Founder and President, The Stay Strong
Foundation, Inspirational Author And
Mental Health Advocate
Terrie is a social worker by training
who became a successful public relations
pro by her own design, inscribed her
prominence as an author of the
successful business and inspirational
story, and has now emerged as an
advocate for youth and those who battle
depression.
The
multi-chaptered story of Terrie Williams
is one of phenomenal success and
encouragement. She launched The Terrie
Williams Agency in 1988—a company that
would become one of the country’s most
successful public relations and
communications firms—and through the
years has handled the biggest names in
entertainment, sports, business, and
politics from Miles Davis, Eddie Murphy
and Johnnie L. Cochran to Essence
Communications Partners, HBO and Time
Warner.

Task 1> List each person and organization that the Terrie Williams profile names among those her agency has handled.
Task 2> According to the Terrie Williams profile, in what year did she launch The Terrie Williams Agency?

Records>
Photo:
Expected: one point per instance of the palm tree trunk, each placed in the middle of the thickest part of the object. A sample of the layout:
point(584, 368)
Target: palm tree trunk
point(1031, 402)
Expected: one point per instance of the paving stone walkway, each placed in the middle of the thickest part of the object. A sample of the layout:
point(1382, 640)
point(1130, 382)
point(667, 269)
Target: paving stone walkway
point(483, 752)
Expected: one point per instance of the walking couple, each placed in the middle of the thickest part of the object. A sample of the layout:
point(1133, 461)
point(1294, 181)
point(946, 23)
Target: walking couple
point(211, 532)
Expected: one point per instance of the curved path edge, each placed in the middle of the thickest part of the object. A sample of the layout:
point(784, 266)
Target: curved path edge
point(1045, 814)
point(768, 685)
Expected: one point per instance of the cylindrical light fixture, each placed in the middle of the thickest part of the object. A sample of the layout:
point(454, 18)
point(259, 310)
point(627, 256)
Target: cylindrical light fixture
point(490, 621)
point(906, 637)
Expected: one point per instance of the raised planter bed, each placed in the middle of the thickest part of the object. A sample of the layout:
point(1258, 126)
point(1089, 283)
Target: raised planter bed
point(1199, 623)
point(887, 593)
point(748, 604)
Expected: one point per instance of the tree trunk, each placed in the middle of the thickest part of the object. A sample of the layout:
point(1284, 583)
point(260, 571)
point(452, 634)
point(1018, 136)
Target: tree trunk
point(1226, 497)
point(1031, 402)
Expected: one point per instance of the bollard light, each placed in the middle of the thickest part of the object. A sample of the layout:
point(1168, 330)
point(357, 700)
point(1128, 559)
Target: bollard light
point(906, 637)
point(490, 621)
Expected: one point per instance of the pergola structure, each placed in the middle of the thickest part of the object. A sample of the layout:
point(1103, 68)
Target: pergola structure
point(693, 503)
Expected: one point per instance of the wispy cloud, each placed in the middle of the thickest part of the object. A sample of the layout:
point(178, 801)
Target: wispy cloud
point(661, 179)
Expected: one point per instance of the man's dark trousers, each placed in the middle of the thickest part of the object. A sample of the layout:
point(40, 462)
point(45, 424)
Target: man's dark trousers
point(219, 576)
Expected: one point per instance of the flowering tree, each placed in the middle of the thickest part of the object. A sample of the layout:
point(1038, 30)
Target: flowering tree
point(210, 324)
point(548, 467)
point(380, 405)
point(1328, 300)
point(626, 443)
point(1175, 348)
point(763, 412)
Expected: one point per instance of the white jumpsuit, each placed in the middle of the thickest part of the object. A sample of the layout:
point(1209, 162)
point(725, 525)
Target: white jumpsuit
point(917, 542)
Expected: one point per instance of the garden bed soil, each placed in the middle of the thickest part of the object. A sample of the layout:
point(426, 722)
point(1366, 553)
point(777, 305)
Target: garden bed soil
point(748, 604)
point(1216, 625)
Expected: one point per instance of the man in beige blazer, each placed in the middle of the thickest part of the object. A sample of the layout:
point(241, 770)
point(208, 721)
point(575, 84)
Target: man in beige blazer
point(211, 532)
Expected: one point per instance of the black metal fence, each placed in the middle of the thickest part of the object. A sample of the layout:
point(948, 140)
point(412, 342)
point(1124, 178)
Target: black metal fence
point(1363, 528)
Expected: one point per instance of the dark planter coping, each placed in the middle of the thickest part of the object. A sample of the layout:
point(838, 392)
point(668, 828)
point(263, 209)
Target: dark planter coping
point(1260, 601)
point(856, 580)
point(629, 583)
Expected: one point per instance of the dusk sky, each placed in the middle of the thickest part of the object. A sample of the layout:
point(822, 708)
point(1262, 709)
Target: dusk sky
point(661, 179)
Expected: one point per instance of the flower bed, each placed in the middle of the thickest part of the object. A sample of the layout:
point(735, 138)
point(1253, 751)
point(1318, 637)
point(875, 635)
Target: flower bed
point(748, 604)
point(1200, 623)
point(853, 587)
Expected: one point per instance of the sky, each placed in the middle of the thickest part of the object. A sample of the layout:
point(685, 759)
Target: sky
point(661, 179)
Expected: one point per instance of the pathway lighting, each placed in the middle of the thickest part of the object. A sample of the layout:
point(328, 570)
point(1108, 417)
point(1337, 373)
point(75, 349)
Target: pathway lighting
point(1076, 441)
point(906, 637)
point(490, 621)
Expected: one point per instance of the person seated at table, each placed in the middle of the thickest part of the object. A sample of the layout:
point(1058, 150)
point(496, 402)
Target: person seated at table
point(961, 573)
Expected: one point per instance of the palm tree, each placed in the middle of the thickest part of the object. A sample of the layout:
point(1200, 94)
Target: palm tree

Finished answer 1> Miles Davis, Eddie Murphy, Johnnie L. Cochran, Essence Communications Partners, HBO, Time Warner

Finished answer 2> 1988